ASU recognizes graduating veterans with honor stoles
Overcoming tough challenges is nothing new to military veterans. On May 9, student vets at ASU received special stoles to recognize their service and celebrate their conquering the challenge of earning a college degree.
Nearly half of this spring’s 328 graduating veterans attended a reception at Old Main on Tempe campus to receive honor stoles, adorned with the seal of the veteran’s branch of service, the Arizona State University seal, and the word “veteran.” The stoles are worn over academic regalia at commencement and college convocation ceremonies.
The ASU Alumni Association organized the Veterans Graduation Reception in coordination with the Pat Tillman Veterans Center.
“I love ASU and think they have one of the best support systems for veterans,” said Hillary LaFever-Ceja, an Army veteran and student graduating with a degree in nutrition. “The Pat Tillman Veterans Center is fantastic at what they do as far as processing claims and providing guidance, but that’s the minimum I believe any school should provide, and they go beyond that.”
LaFever-Ceja, who served in Iraq, loves the stole ceremony concept and believes it is important to recognize that many groups of non-traditional students face unique challenges that others don’t.
Her fellow student veteran Luis Cardenas Camacho is also a fan of the ceremony and credits the university.
“I think the veteran stoles are representative of ASU’s commitment to the veteran community,” said Camacho, a Marine combat veteran and president of ASU’s Student Veterans of America downtown chapter. “ASU is one of the top schools for military in the U.S. They take this title to heart and do their best to provide veterans all the tools they need to accomplish their academic goals.”

## Material provided:
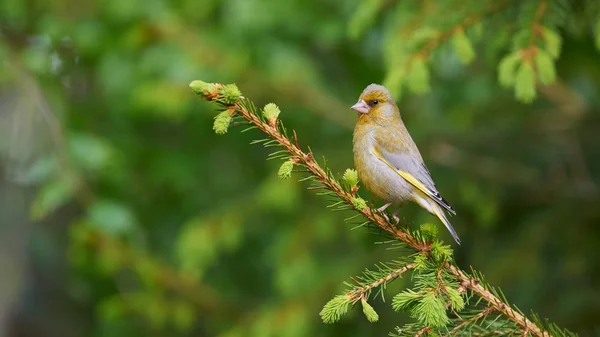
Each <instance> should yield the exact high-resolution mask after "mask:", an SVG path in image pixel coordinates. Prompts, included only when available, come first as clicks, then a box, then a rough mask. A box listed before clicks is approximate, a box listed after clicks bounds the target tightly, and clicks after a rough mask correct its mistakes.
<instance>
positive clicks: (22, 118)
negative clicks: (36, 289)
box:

## What you will do:
Update the article about ASU's graduating veterans, starting at "ASU recognizes graduating" and ending at "Tillman Veterans Center.", so that "stoles" reads "sashes". The lines after the article are separate material.

## Written solution:
ASU recognizes graduating veterans with honor sashes
Overcoming tough challenges is nothing new to military veterans. On May 9, student vets at ASU received special sashes to recognize their service and celebrate their conquering the challenge of earning a college degree.
Nearly half of this spring’s 328 graduating veterans attended a reception at Old Main on Tempe campus to receive honor sashes, adorned with the seal of the veteran’s branch of service, the Arizona State University seal, and the word “veteran.” The sashes are worn over academic regalia at commencement and college convocation ceremonies.
The ASU Alumni Association organized the Veterans Graduation Reception in coordination with the Pat Tillman Veterans Center.